## TEXT FOR ANALYSIS
------------------------------------------------------------

Dr. Annalisa Malara, an intensive care physician in Codogno, southeast of Milan, who diagnosed Italy’s first case of the outbreak in February, said there was still no clear understanding of why the virus and its effects lingered so long.
“Lack of energy and the sensation of broken bones” are common, she said, adding that fatigue often lingered “even after the more intense symptoms are gone.”
In the north of Italy, the epicenter of the contagion in that country, a partial lifting of the lockdown this month has allowed more family and friends to compare notes on their experiences.
“It never finishes,” said Martina Sorlini, a 29-year-old math and physics high school teacher who has been running a low-grade fever since the beginning of March.
She said that the cough and sore throat eventually went away, and that after three weeks she got her sense of taste and smell back, and even found enough energy to run and tend vegetables in her garden.
Then came stomach aches, fatigue and the return of fever. And it hasn’t left, making it extremely tiring to teach her online high school classes.
“I was convinced that I was better. They don’t know what happened,” Sorlini said. “They are seeing everything for the first time too.”
Some say the experience of the long-suffering, if not critically ill, deserves more attention.
Edmondo Cirielli, a member of parliament with the right-wing Brotherhood of Italy party, has argued that the health ministry should pay more attention to cases like his.
On the weekend of March 7, Cirielli ran a fever and suffered cold-like symptoms, and became convinced he had picked up the virus by touching an infected surface in the parliament chamber. He tested positive that week.
Almost immediately, he said, his fever and cough faded, and he thought he would be fine. Then he had what he called a “small respiratory crisis” that put him in the hospital.
But he had no pneumonia, so he went home to self-quarantine. There, he suffered debilitating fatigue, sore throat, diarrhea and intense pain at the base of his neck that made it impossible to concentrate.
“One day I was fine, the next bad. There was no building to a peak and then coming back down. It was up and down for a month,” he said.
Then things got stranger.
After 40 days of feeling lousy, he tested negative for the virus, but his eyes still burned and bouts of diarrhea continued, he said.

------------------------------------------------------------

## DATA FOR ANALYSIS
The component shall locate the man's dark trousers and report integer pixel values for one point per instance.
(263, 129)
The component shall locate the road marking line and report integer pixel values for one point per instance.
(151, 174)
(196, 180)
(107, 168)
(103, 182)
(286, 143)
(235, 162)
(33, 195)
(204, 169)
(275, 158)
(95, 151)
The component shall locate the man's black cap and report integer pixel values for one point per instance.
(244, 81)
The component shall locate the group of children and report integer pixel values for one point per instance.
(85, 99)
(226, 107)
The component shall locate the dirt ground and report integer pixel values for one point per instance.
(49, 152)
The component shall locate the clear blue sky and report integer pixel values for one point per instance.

------------------------------------------------------------

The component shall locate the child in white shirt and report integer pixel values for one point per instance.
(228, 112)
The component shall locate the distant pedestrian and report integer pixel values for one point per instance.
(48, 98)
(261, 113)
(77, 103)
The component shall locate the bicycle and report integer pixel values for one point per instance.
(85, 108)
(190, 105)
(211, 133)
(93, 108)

------------------------------------------------------------

## REQUIRED ACTION A
In the text on lingering virus symptoms in Italy, how old is Martina Sorlini?
## REQUIRED ACTION B
Please copy word for word the stretch of the text on lingering virus symptoms in Italy from "Then things got" through "continued, he said.".
## REQUIRED ACTION C
Extend the text on lingering virus symptoms in Italy, picking up right after its final sentence.
The data comes from a separate source.

## RESPONSE AREA A
She is 29 years old.

## RESPONSE AREA B
Then things got stranger.
After 40 days of feeling lousy, he tested negative for the virus, but his eyes still burned and bouts of diarrhea continued, he said.

## RESPONSE AREA C
At the end of last month, he finally felt better, but another test result came back positive, forcing him to spend weeks more in isolation, where he kept busy watching “Versailles” on Netflix.
Testing has been imperfect, and not everyone has access to it.
Ingrid Magni, 44, got fever and chills March 21.
“It never left me,” she said, adding that she started suffering intense headaches after about three weeks.
Doctors could only recommend over-the-counter painkillers and bed rest. She got winded just making her bed.
“I had to sit down,” she said. “I was too tired.”
Without the eligibility to receive a swab test, which is usually reserved for hospital patients, she told her boss at a chemical plant that she would get an antibody test, which could be used to trigger an official swab test for the virus itself if antibodies are detected.
But the results have not come back. She is eager to get back to work by the middle of the month and is not sure how many more sick days the doctor will sign off on.
Others just want to feel better.
Albertina Bonetti, 77, from Trescore Balneario, near Bergamo, developed nausea and fever March 7, followed by dry heaves and diarrhea. After 10 days of fever, her legs began hurting so much that she could not put her feet on the ground.
She needed an oxygen tank from March 20 to the end of April, but when she went to a hospital, the staff refused to admit her — so she, too, remained untested.
Bonetti said that she still had shortness of breath and fatigue and that her senses remained out of whack. She misses normal life and the taste of her latte in the morning.
“It leaves something inside you,” she said of the virus. “And you never go back the way you were before.”